(EXCERPT TO READ)
>> begin
Bad performance on ImageNet variants #15

tjddus9597 · 2023-09-20T07:15:18Z

I ran the FLYP code to compare with "Masked Images Are Counterfactual Samples for Robust Fine-tuning, CVPR 2023", using ViT-B/32 model.
I expect that FLYP can be competitive with other methods, but the performance on OOD datasets of model trained with FLYP is significantly degraded.

Zero-shot CLIP performance using ViT-B/32 is the following:
ImageNet Top-1 accuracy: 63.4
ImageNetV2 Top-1 accuracy: 55.9
ImageNetR Top-1 accuracy: 69.3
ImageNetSketch Top-1 accuracy: 42.3
ImageNetA Top-1 accuracy: 31.4

I ran just one epoch training with FLYP, but its performance is:
ImageNet Top-1 accuracy: 73.3
ImageNetV2 Top-1 accuracy: 62.6
ImageNetR Top-1 accuracy: 63.1
ImageNetSketch Top-1 accuracy: 40.9
ImageNetA Top-1 accuracy: 25.9

FLYP cannot preserve the robustness, and the performances on ImageNet-R, ImageNet Sketch, and ImageNet-A are dropped compared to Zero-shot CLIP, even just trained for an epoch. I use the same parameters that are used in training for ViT-B/16 experiments.

Can you clarify this phenomenon? Are there any wrong things in this experiment?
>> end
(Picture shape labeling data)
>> begin
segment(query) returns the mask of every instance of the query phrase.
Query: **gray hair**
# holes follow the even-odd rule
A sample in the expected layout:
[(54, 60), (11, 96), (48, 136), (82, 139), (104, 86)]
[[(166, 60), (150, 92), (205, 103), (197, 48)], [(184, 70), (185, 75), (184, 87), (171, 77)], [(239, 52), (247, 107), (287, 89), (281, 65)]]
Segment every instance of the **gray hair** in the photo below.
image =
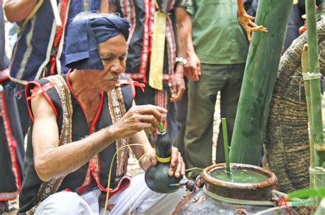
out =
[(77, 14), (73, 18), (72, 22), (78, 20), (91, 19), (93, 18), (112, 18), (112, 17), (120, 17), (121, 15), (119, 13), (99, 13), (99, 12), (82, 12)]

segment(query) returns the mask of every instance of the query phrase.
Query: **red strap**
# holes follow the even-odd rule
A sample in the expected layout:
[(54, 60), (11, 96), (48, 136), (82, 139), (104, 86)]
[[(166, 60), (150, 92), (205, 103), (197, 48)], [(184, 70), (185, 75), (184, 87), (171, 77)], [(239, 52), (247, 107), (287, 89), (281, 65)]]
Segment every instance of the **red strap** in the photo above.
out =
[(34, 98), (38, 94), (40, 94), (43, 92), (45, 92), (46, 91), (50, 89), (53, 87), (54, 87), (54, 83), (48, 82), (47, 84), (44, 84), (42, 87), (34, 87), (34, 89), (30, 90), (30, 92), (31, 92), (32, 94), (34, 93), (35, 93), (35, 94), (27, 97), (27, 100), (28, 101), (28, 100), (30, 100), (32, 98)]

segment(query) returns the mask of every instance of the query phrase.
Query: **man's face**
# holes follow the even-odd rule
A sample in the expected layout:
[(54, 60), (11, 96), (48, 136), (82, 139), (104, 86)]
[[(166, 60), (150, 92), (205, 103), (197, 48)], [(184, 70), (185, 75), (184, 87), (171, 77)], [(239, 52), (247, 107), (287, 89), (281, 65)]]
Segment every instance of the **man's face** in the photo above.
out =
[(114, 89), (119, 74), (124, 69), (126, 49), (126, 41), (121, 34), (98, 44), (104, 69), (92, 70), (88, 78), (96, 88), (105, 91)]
>> end
(WRITTEN REQUEST A)
Answer these from the FLYP issue above the data:
(i) Which model did the poster use to run the FLYP code?
(ii) What ImageNetSketch Top-1 accuracy is listed for zero-shot CLIP?
(iii) For how many epochs did the poster train with FLYP?
(WRITTEN REQUEST B) Please reproduce the FLYP issue between "I ran just one" and "for ViT-B/16 experiments.", inclusive.

(COMPLETE OUTPUT A)
(i) ViT-B/32
(ii) 42.3
(iii) One epoch

(COMPLETE OUTPUT B)
I ran just one epoch training with FLYP, but its performance is:
ImageNet Top-1 accuracy: 73.3
ImageNetV2 Top-1 accuracy: 62.6
ImageNetR Top-1 accuracy: 63.1
ImageNetSketch Top-1 accuracy: 40.9
ImageNetA Top-1 accuracy: 25.9

FLYP cannot preserve the robustness, and the performances on ImageNet-R, ImageNet Sketch, and ImageNet-A are dropped compared to Zero-shot CLIP, even just trained for an epoch. I use the same parameters that are used in training for ViT-B/16 experiments.